• **THE PROBLEM**
Reproduce all the entries precisely.

(Records of labeled points)
--- begin ---

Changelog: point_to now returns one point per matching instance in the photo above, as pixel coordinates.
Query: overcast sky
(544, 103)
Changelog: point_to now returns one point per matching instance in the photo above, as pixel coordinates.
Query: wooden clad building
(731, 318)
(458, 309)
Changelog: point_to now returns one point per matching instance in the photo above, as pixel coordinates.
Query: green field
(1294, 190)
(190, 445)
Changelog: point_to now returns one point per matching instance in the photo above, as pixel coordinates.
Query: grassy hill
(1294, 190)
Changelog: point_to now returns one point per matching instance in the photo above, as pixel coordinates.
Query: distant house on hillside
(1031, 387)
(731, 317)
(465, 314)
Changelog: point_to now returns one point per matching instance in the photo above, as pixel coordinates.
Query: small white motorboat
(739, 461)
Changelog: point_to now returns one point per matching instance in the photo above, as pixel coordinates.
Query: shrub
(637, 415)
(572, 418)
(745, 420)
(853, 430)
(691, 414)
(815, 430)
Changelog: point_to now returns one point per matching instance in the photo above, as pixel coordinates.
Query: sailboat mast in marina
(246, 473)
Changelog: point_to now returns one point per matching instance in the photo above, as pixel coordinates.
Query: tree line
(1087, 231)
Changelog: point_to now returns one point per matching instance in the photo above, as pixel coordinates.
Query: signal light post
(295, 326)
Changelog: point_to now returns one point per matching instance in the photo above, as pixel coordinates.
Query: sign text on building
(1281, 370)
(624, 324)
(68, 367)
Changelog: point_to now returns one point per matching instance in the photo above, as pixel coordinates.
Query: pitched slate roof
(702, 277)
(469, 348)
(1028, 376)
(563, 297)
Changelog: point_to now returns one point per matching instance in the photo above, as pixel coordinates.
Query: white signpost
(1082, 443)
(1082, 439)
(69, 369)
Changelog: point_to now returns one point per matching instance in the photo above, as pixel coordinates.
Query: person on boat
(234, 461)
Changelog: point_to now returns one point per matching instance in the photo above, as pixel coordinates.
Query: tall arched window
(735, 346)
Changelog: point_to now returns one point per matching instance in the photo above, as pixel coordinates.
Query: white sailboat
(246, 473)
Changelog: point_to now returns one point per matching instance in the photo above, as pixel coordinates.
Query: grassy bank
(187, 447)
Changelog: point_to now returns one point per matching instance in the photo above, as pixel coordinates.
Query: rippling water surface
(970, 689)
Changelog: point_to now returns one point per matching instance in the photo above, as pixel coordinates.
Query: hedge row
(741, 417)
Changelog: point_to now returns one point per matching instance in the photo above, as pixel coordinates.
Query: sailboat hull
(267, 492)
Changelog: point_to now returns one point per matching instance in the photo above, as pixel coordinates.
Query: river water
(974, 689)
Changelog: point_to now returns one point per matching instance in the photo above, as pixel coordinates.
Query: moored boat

--- end ---

• **REPLY**
Changelog: point_to now returns one point per matching instance in the photo above, as pixel coordinates.
Query: overcast sky
(544, 103)
Changelog: point_to now returns one point per matching instance in the photo above, as pixel coordinates.
Query: wooden clad building
(731, 318)
(458, 309)
Changelog: point_to now returns one point per matching instance in the photo above, as pixel coordinates.
Query: green field
(1294, 190)
(190, 445)
Changelog: point_to now returns one point per matching instance in the photo above, as pixel coordinates.
Query: grassy hill
(1294, 190)
Changelog: point_to now returns one point per matching instance in the photo above, as pixel coordinates.
Query: distant house on hillside
(1031, 387)
(731, 317)
(465, 314)
Changelog: point_to now returns one point per matching instance in the photo above, as pixel coordinates.
Query: small white motorboat
(739, 461)
Changelog: point_to now returns one point per matching instance in the photo above, as pixel coordinates.
Query: shrub
(637, 415)
(572, 418)
(745, 420)
(853, 430)
(691, 414)
(815, 430)
Changelog: point_to now returns one point per matching instance in the photo above, as pixel coordinates.
Query: sailboat mast in marina
(246, 473)
Changelog: point_to now returns one point per matching instance in the photo above, as pixel coordinates.
Query: tree line
(1087, 231)
Changelog: point_to now returns one point per matching instance in the photo above, as pixel coordinates.
Query: signal light post
(295, 326)
Changelog: point_to now returns one point per matching instance in the photo above, as pixel coordinates.
Query: sign text on building
(1281, 370)
(624, 324)
(68, 367)
Changelog: point_to now returns one point per matching instance in the photo above, as pixel coordinates.
Query: pitched slate roof
(702, 277)
(469, 348)
(1028, 376)
(563, 297)
Changelog: point_to now returns one point per matching instance in the photo above, as pixel coordinates.
Query: white signpost
(1082, 443)
(1082, 439)
(69, 369)
Changelog: point_to now returns one point per matching instance in the photo above, as pixel coordinates.
Query: person on boat
(234, 461)
Changelog: point_to now returns one point per matching instance in the photo above, as pixel coordinates.
Query: tall arched window
(735, 346)
Changelog: point_to now returns one point per matching instance in the photo above, as pixel coordinates.
Query: white sailboat
(246, 473)
Changelog: point_to now returns one point per matching instance in the photo above, as pixel coordinates.
Query: grassy bank
(187, 447)
Changelog: point_to now returns one point per matching instance in the photo above, as pixel coordinates.
Query: rippling water surface
(970, 689)
Changelog: point_to now returns one point per matching instance in the photo above, as pixel coordinates.
Query: hedge row
(741, 417)
Changelog: point_to now returns one point per matching instance in the photo above, as pixel coordinates.
Query: sailboat hull
(267, 492)
Changelog: point_to now returns one point per matching instance in the photo above, as pixel coordinates.
Query: river water
(974, 689)
Changelog: point_to now returns one point per matching instance in the photo above, as pixel coordinates.
Query: moored boat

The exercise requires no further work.